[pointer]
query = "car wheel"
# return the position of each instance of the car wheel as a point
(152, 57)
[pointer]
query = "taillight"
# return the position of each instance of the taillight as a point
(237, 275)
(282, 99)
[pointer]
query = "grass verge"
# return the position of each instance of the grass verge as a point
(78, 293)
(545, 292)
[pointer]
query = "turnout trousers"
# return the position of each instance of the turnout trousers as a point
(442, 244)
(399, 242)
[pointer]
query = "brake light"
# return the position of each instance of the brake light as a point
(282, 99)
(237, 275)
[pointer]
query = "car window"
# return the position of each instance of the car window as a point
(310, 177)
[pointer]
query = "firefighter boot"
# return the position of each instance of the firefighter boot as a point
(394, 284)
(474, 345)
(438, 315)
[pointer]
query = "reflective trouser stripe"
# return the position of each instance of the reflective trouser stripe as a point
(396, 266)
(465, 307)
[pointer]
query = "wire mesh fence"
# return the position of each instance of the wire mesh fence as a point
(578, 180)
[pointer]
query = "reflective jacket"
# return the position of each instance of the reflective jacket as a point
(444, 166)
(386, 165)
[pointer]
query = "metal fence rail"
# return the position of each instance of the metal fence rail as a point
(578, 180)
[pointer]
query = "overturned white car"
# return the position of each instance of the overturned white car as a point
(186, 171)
• • •
Reproduce every line above without error.

● Response to this task
[pointer]
query = "car wheel"
# return the position of each instance of the car wheel as a point
(152, 57)
[pointer]
query = "taillight"
# return the position of each instance of the taillight as a point
(237, 275)
(282, 99)
[pointer]
query = "grass verge"
# return the position of each instance of the grass verge as a point
(78, 293)
(545, 292)
[pointer]
query = "turnout trousers"
# return the position of each instance of the turnout trousers as a point
(442, 244)
(399, 242)
[pointer]
query = "brake light"
# return the position of each instance of the brake light as a point
(282, 99)
(237, 275)
[pointer]
query = "car window"
# return the position of each instance of the car window as a point
(310, 177)
[pointer]
query = "firefighter boot"
# return the position of each instance of the firefighter boot as a point
(394, 284)
(474, 345)
(438, 315)
[pointer]
query = "reflective trouser stripe"
# return the position of each instance of the reflective trouser stripe as a point
(396, 266)
(465, 307)
[pointer]
query = "wire mesh fence"
# return the position of each instance of the wire mesh fence as a point
(578, 180)
[pointer]
query = "reflective jacket"
# return the position of each instance of the reflective jacket as a point
(444, 166)
(386, 165)
[pointer]
query = "metal fence rail"
# return the position of each instance of the metal fence rail as a point
(578, 180)
[pointer]
query = "overturned white car"
# return the position of each instance of the overturned white car as a point
(186, 171)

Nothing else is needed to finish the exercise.